▶ **WHAT YOU HAVE TO DO**
Carry on the news story about the Davis Dessert Trinity from its last paragraph.

▶ **TEXT SHOWN**
UC Davis students launch new ‘trinity’ trend, this time with desserts

UC Davis students launch new ‘trinity’ trend, this time with desserts

Photo Credits: Timothy Li / Aggie. An array of various dessert items at the Davis Creamery.

Davis Dessert Trinity challenges students with a sweet tooth to eat at Davis Creamery, Sweet & Shavery, Yolo Berry Yogurt in one night

Students in Davis have started a new trend named the Dessert Trinity. It follows the same style as the Davis Trinity, which includes drinking the three strongest alcoholic drinks in the city in one night. 

The student who started the Dessert Trinity is graduating in June and wished to remain anonymous to protect the integrity of the trend. The student explained why friends wanted to create an alternate challenge to the alcohol trinity.

“A lot of my friends are turning 21, and they don’t like alcohol,” the student said. “People get really wrecked after doing the Alcoholic Trinity, so I thought: ‘Why don’t we do something that we like?’ So, desserts. That’s how the Davis Dessert Trinity was created.”

Students completing the Dessert Trinity must visit the Davis Creamery first and order a Cow Grande or Simple Fudge Brownie Delight. At Sweet and Shavery, they should get a combo crepe and small custard, parfait or Italian ice. The last stop is an eight-ounce cup of Yolo Berry Yogurt. 

One weekend, after thinking of the Dessert Trinity, the student joined a group of friends to complete the challenge.

“I and all of my friends have sweet tooths, so we thought it would be no problem,” the student said. “After the first one, I was challenged, but it was satisfying because ice cream is great. The second one was like, ‘We’ll do it just to do it.’ When we went to Yolo Berry, it was nice that it was self-serve, because all of us had different portions that we could stomach.”

▶ **EXTRACTED MATERIAL**

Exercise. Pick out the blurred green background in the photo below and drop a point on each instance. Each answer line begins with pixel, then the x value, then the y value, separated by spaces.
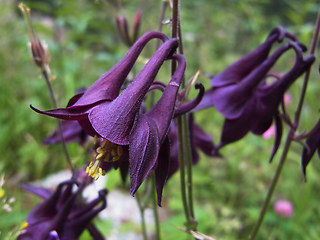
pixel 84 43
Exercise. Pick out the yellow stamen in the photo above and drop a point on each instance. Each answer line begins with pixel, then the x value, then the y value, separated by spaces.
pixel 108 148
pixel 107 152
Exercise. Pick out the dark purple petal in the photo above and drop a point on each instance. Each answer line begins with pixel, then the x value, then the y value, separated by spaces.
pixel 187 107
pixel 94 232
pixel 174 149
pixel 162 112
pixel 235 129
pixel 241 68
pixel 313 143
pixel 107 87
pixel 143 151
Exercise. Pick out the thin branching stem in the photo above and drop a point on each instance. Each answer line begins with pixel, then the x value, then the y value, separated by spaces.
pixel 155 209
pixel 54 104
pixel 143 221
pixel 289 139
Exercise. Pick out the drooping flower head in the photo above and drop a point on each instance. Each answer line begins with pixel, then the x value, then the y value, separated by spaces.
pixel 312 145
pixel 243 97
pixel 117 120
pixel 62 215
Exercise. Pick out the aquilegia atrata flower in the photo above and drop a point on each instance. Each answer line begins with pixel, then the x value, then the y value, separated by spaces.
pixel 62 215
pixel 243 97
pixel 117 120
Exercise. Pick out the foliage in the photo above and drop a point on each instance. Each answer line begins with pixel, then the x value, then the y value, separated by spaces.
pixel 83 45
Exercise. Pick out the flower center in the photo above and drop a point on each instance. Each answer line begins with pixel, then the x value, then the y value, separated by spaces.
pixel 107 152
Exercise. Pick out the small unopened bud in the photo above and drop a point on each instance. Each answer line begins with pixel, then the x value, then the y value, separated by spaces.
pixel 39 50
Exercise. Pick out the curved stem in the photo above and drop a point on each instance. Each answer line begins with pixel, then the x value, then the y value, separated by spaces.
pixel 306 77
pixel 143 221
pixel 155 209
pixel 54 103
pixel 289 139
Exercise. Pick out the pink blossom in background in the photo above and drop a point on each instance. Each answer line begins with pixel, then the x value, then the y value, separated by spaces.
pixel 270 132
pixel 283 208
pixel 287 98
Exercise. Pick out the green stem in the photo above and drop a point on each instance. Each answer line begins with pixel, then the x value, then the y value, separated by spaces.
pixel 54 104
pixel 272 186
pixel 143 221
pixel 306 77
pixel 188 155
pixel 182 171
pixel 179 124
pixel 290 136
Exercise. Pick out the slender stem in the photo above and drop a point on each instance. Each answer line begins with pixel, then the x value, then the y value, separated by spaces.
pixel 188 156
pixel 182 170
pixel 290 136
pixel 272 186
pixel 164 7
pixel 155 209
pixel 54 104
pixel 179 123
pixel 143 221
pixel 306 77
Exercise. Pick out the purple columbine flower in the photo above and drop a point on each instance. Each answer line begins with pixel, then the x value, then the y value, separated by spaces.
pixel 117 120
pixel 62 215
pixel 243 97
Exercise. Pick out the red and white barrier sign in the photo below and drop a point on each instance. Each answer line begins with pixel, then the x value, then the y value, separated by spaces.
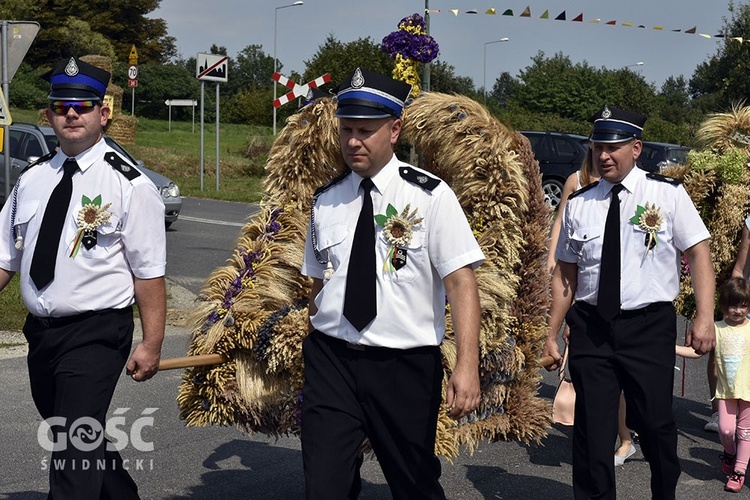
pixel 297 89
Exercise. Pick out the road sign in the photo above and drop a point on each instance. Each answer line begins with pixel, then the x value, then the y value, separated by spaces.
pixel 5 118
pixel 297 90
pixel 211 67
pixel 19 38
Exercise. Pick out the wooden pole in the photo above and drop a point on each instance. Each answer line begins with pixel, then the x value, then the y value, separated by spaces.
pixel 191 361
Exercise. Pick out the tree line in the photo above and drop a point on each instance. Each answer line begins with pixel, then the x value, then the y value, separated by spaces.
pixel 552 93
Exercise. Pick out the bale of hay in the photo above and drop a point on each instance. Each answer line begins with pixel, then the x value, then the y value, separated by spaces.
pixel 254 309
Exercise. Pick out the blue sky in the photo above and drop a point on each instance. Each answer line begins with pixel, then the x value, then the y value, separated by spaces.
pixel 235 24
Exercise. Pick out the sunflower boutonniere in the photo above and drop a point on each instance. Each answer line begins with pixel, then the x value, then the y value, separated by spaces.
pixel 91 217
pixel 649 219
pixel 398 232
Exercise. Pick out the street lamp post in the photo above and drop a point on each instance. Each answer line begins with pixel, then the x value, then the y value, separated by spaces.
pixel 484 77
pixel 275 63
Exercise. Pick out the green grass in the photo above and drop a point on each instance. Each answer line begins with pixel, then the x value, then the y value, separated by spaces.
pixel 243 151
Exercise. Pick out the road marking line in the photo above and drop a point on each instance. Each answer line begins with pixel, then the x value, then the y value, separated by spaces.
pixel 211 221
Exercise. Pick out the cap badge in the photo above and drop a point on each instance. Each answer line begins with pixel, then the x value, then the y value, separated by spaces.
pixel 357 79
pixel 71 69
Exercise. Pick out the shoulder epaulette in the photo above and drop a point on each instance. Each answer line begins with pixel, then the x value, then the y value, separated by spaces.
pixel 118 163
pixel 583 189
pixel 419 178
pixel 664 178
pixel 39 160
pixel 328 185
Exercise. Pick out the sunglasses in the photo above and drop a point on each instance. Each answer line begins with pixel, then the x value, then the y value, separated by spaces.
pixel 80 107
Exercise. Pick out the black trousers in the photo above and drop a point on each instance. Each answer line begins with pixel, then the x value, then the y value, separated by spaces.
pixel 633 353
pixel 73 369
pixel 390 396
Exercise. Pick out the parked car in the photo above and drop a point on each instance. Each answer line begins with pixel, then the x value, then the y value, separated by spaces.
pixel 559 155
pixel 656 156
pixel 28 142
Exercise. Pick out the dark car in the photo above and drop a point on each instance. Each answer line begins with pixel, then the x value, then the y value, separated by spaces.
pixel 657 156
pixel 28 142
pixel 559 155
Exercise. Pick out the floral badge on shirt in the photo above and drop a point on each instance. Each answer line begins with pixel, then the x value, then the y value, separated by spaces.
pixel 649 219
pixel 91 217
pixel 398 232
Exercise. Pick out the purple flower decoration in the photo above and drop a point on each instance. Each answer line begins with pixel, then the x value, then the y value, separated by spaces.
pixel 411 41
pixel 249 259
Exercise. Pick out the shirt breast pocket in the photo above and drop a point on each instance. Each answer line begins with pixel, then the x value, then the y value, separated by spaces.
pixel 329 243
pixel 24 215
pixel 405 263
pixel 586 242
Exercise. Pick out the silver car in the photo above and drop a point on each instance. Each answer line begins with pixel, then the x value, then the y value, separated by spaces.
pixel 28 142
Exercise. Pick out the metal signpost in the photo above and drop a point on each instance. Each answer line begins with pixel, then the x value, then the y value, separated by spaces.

▶ **RESPONSE FOR THIS EXERCISE**
Kailyn Bunt, a second-year animal science major at UC Davis, has worked at Sweet and Shavery for seven months. She described how the newly-founded trend has already gained some traction in the city. 

“During my shifts at least, we’ve had three or four people come in and talk about the Davis Dessert Trinity,” Bunt said. “I think there’s been a lot of interest in it. I find it really interesting — I think it’s kind of cool. I know there’s a few places I’ve tried before, so I think it would hurt to do it.” 

 Yet, Precious Andrad, a fourth-year international relations major at UC Davis, worked at the Davis Creamery for two years and has not yet heard about the challenge nor served any students completing it.

If a worker isn’t aware of the challenge, the founder said students should show them its Wikipedia page and ask for the listed dessert. 

The owner of Yolo Berry Yogurt, Lee Pflugrath, also said he hasn’t served anyone doing the challenge yet, but he thinks the Dessert Trinity is a good idea and wanted to support it.

“I always help young entrepreneurs to start stuff,” Pflugrath said. “It was one of those things where I liked [the] project, it looked like a great idea and well put-together. I really believed in [the] project.”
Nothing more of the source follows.